Tarefas propostas »
**1)** Responda com base no texto sobre o fogo:
(a) Quem fez a tradução de “Balada Africana”?
(b) De quem Prometheus era filho?
(c) De quem Prometheus roubou o fogo sagrado?
**2)** Prossiga com o texto sobre o fogo a partir da última frase apresentada.

Texto fornecido »
Pedro J. Bondaczuk
O escritor Stuart Cloete, em seu ótimo romance “Balada Africana” (tradução de Raul de Polillo, Boa Leitura Editora), afirma, em determinado trecho: “É o fogo que faz o homem”. Exagero? De forma alguma!
Trata-se de um dos elementos mais abundantes no universo. O que é o sol se não uma descomunal “fornalha”, uma explosão nuclear quase que interminável? O que são as estrelas, se não isso também? O fogo, pois, dependendo da intensidade e do uso que dele se faz, é o salvador e o destruidor por excelência de todos os seres vivos. E do homem, naturalmente.
Não por acaso, quase todas as mitologias dedicam-lhe reverência e respeito. Na grega, por exemplo, temos o mito de Prometheus, filho de Iapetus e irmão de Atlas e de Epimetheus. Esse titã roubou o fogo sagrado de Zeus e deu-o à humanidade. Pagou, claro, um preço monstruoso pelo delito, cometido não em proveito próprio (diga-se a seu favor), mas num ato de suprema generosidade com o homem.

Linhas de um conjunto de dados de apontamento
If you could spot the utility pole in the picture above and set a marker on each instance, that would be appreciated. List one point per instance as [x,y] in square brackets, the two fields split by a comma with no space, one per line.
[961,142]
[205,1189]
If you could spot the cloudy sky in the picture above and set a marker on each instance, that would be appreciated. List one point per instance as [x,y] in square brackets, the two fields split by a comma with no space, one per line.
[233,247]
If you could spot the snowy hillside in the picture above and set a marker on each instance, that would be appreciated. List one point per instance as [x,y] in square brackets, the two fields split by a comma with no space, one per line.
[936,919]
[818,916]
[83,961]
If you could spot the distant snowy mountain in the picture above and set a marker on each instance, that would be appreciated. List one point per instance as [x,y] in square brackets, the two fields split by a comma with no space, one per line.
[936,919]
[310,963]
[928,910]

Respostas »
**1)**
(a) Raul de Polillo.
(b) De Iapetus.
(c) De Zeus.

**2)**
O senhor do Olimpo, todavia, não quis nem saber. Prometheus foi atado aos Montes Urais e os abutres passaram a bicar-lhe o fígado, sem cessar, num tormento sem fim. Se bobear, continuam bicando-o até hoje. E continuarão fazendo isso até um suposto fim dos tempos. E por que o titã fez o que fez, tendo que pagar um preço tão alto por isso? Por que sem o fogo, os homens estariam desprotegidos e a mercê, puramente, do acaso e dos elementos.
Cloete afirma a propósito: “Em primeiro lugar, houve a arma – um grosso bastão, que até ao que se sabe, os grandes símios de outrora usaram. Depois, houve o fogo, que todas as feras temem. Há alguma coisa de Deus no fogo”. E há mesmo. Mas não foram apenas os gregos que reverenciaram esse elemento.
Na mitologia hindu, Shiva está, intimamente, associada ao fogo, pois ele representa a transformação. Nada que tenha passado por ele permanece da mesma forma de antes. O alimento transforma-se (fica cozido), a água se evapora e os corpos, cremados, viram cinzas. Isso é que é poder.
Cloete resume da seguinte forma o processo de civilização humana: “... Houve os receptáculos, para que a água pudesse ser transportada. E houve cães, domesticados para caçar. Por fim, surgiu a semente, plantada ao invés de ser catada em estado selvagem; e os bandos e os rebanhos de animais domesticados. Mas o rei disto tudo é o fogo. O salvador e o destruidor”. E não é?!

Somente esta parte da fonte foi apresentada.